BEGIN

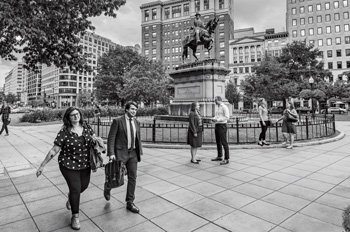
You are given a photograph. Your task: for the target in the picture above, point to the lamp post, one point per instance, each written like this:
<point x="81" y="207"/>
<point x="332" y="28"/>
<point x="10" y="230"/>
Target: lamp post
<point x="311" y="82"/>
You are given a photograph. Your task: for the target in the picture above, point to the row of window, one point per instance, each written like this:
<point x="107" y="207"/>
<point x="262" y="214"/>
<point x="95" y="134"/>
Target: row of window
<point x="339" y="65"/>
<point x="327" y="6"/>
<point x="327" y="18"/>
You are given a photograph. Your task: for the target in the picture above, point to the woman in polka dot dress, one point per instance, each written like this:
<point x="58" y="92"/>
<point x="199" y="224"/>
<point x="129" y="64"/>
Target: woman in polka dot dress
<point x="74" y="142"/>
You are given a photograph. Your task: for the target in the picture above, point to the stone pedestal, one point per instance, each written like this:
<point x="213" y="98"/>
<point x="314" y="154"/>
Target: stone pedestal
<point x="199" y="81"/>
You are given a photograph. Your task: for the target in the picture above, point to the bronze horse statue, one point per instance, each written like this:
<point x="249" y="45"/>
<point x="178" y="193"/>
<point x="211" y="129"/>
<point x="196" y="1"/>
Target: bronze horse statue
<point x="205" y="36"/>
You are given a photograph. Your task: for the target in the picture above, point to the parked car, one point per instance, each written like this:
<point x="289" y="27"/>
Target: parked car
<point x="332" y="110"/>
<point x="276" y="110"/>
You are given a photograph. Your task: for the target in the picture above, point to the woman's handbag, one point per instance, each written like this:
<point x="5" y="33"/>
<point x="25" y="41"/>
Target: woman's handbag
<point x="291" y="118"/>
<point x="115" y="172"/>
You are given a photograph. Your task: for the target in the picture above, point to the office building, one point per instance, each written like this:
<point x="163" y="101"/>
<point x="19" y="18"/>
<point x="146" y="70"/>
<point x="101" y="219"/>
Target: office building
<point x="326" y="24"/>
<point x="165" y="24"/>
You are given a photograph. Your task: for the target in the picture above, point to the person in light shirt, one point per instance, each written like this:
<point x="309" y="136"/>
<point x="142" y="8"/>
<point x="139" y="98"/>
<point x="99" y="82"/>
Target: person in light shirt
<point x="221" y="117"/>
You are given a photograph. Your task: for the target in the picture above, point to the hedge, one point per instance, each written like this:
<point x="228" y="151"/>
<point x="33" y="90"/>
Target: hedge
<point x="48" y="114"/>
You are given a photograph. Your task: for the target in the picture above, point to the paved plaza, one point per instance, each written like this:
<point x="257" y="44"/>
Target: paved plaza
<point x="261" y="190"/>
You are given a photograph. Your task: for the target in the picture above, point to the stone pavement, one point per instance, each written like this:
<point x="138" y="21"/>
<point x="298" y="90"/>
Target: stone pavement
<point x="272" y="190"/>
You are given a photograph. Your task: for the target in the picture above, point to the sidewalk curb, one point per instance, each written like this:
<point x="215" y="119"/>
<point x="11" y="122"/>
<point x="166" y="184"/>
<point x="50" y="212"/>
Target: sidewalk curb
<point x="340" y="136"/>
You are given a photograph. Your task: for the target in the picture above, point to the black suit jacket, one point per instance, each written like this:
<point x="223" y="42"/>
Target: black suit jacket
<point x="117" y="143"/>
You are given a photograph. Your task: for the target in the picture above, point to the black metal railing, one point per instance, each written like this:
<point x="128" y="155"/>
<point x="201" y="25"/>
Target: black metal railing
<point x="160" y="131"/>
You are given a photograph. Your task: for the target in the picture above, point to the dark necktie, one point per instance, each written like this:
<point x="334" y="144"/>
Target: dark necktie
<point x="131" y="133"/>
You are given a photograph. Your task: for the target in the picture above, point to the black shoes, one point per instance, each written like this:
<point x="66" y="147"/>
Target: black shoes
<point x="107" y="194"/>
<point x="132" y="207"/>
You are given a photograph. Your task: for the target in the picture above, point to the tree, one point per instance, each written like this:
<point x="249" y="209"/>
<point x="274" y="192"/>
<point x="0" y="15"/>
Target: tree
<point x="46" y="31"/>
<point x="112" y="67"/>
<point x="146" y="82"/>
<point x="231" y="93"/>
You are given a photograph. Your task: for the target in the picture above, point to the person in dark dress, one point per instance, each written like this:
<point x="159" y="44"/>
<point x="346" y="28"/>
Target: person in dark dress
<point x="194" y="134"/>
<point x="74" y="142"/>
<point x="5" y="115"/>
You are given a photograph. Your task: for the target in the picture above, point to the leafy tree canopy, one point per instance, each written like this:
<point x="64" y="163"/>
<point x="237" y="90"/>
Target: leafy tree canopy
<point x="45" y="31"/>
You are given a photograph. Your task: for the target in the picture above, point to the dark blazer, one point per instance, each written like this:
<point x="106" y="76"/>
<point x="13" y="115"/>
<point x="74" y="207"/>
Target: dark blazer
<point x="117" y="142"/>
<point x="193" y="126"/>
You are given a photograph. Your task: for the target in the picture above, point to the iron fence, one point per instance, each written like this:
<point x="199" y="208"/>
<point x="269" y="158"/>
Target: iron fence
<point x="160" y="131"/>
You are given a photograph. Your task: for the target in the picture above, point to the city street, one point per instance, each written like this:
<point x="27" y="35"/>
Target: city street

END

• _What the exercise asks_
Using the material above, return every line exactly as it appears, minus the pictures.

• _Final answer_
You are given a photograph. Your task: for the target in the picture above, point to the lamp post, one point per instance, each written like this:
<point x="81" y="207"/>
<point x="332" y="28"/>
<point x="10" y="230"/>
Target: lamp post
<point x="311" y="82"/>
You are given a photograph. Your task: for the target in the picture above, point to the row of window, one point per instance, each written like this:
<point x="107" y="207"/>
<point x="262" y="214"/>
<point x="95" y="134"/>
Target: row of window
<point x="339" y="65"/>
<point x="327" y="6"/>
<point x="327" y="18"/>
You are given a photograph. Your task: for the target in the picture above, point to the woman in polka dot dress, one point per instance, each written like this:
<point x="58" y="92"/>
<point x="199" y="224"/>
<point x="129" y="64"/>
Target: woman in polka dot dress
<point x="74" y="142"/>
You are given a photograph. Your task: for the target in the picture above, point to the stone pedestal, one point per instance, each written like this:
<point x="213" y="98"/>
<point x="314" y="154"/>
Target: stone pedestal
<point x="199" y="81"/>
You are given a photograph. Your task: for the target in the picture above, point to the bronze horse statue, one point per instance, each written like this:
<point x="249" y="45"/>
<point x="178" y="193"/>
<point x="211" y="129"/>
<point x="196" y="1"/>
Target: bronze horse statue
<point x="205" y="36"/>
You are given a photograph. Your task: for the target in the picture above, point to the parked car, one point per instance, each written like this:
<point x="289" y="27"/>
Target: parked car
<point x="332" y="110"/>
<point x="276" y="110"/>
You are given a photograph. Your task: for the target in the picture above, point to the woman's handbag, one point per instance, each written like this:
<point x="5" y="33"/>
<point x="25" y="41"/>
Target: woman's handbag
<point x="291" y="118"/>
<point x="115" y="172"/>
You are given a photograph. Your task: for the target in the picture above, point to the office building, one point per instance, each written like this:
<point x="163" y="101"/>
<point x="19" y="18"/>
<point x="146" y="70"/>
<point x="101" y="219"/>
Target: office building
<point x="326" y="24"/>
<point x="165" y="24"/>
You are given a photograph. Your task: for the target in the picture above, point to the person in light shirt, one point per instance, each written like this:
<point x="309" y="136"/>
<point x="142" y="8"/>
<point x="139" y="98"/>
<point x="99" y="82"/>
Target: person in light shirt
<point x="221" y="117"/>
You are given a photograph. Your task: for the target in the picture above, point to the hedge, one point per instance, each written like this:
<point x="228" y="151"/>
<point x="33" y="90"/>
Target: hedge
<point x="48" y="114"/>
You are given a photograph. Your task: for the target in the picture above, point to the paved plaza, one point per instance, each written like this:
<point x="257" y="44"/>
Target: paved plaza
<point x="261" y="190"/>
You are given a photograph. Your task: for the target in the picture above, point to the stone pavement, one point per instance, each written like this:
<point x="138" y="21"/>
<point x="298" y="90"/>
Target: stone pavement
<point x="272" y="190"/>
You are given a photograph. Your task: for the target in the picture above, point to the sidewalk curb, one point per instance, each written like this:
<point x="215" y="119"/>
<point x="11" y="122"/>
<point x="166" y="184"/>
<point x="50" y="212"/>
Target: sidewalk curb
<point x="340" y="136"/>
You are given a photograph. Your task: for the target in the picture above, point to the black suit jacket, one point per instance, each written like this:
<point x="223" y="42"/>
Target: black suit jacket
<point x="117" y="143"/>
You are given a photograph. Your task: for the target in the picture above, point to the black metal railing, one point per instance, each written like this:
<point x="128" y="155"/>
<point x="201" y="25"/>
Target: black metal railing
<point x="160" y="131"/>
You are given a photograph. Your task: for the target in the picture above, point to the dark necktie, one point per instance, each written like this:
<point x="334" y="144"/>
Target: dark necktie
<point x="131" y="133"/>
You are given a photograph. Your task: for the target in the picture above, point to the black shoes, one point per instance, each written like this:
<point x="66" y="147"/>
Target: black shoes
<point x="107" y="194"/>
<point x="132" y="207"/>
You are given a photograph. Your task: for the target in the picture above, point to the tree, one point per instance, each written like this:
<point x="249" y="209"/>
<point x="274" y="192"/>
<point x="0" y="15"/>
Target: tree
<point x="46" y="31"/>
<point x="112" y="67"/>
<point x="146" y="82"/>
<point x="231" y="93"/>
You are given a photograph. Your task: for the target in the picture above, point to the person in dark dress, one point per instance, each written like this:
<point x="159" y="44"/>
<point x="346" y="28"/>
Target: person in dark dress
<point x="194" y="134"/>
<point x="74" y="142"/>
<point x="5" y="115"/>
You are given a photograph. Your task: for the target in the picture above, point to the leafy tree canopy, one point per instance, each written like this:
<point x="64" y="163"/>
<point x="237" y="90"/>
Target: leafy tree canopy
<point x="45" y="31"/>
You are given a photograph. Your task: for the target in the picture above, point to the dark blazer, one point per instance, each written like this:
<point x="106" y="76"/>
<point x="13" y="115"/>
<point x="74" y="207"/>
Target: dark blazer
<point x="117" y="142"/>
<point x="193" y="126"/>
You are given a photograph. Your task: for the target in the picture above, point to the iron fence, one point per instance, each written like this:
<point x="199" y="208"/>
<point x="269" y="158"/>
Target: iron fence
<point x="160" y="131"/>
You are given a photograph. Your task: for the target in the picture above, point to the city street, one point per instance, each written like this:
<point x="27" y="35"/>
Target: city street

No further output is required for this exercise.